___ Data provided ___

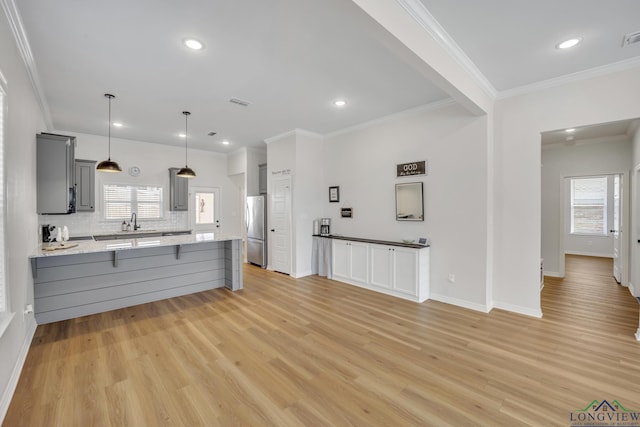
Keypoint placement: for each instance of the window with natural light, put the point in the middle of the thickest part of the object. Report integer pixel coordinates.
(589, 206)
(204, 208)
(120, 201)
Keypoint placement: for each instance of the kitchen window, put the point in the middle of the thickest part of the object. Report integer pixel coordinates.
(589, 206)
(120, 201)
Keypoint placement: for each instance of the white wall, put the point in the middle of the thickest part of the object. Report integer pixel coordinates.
(309, 194)
(594, 158)
(454, 144)
(255, 157)
(519, 120)
(23, 122)
(634, 279)
(154, 161)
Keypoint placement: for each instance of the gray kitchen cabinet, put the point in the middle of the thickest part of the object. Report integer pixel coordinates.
(85, 185)
(55, 173)
(262, 179)
(178, 191)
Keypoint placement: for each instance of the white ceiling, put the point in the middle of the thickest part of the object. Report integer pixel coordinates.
(513, 42)
(289, 58)
(611, 131)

___

▸ **Work to be completed**
Find the line containing "Keypoint placement: for each instance of the white ceiling, put" in the data above. Please transcribe it and every line after it, exactly.

▸ **Output below**
Keypoint placement: for each instance of the white ceiling, put the point in the middle of the thickest part of the object. Report integer pixel coordinates.
(513, 42)
(289, 58)
(611, 131)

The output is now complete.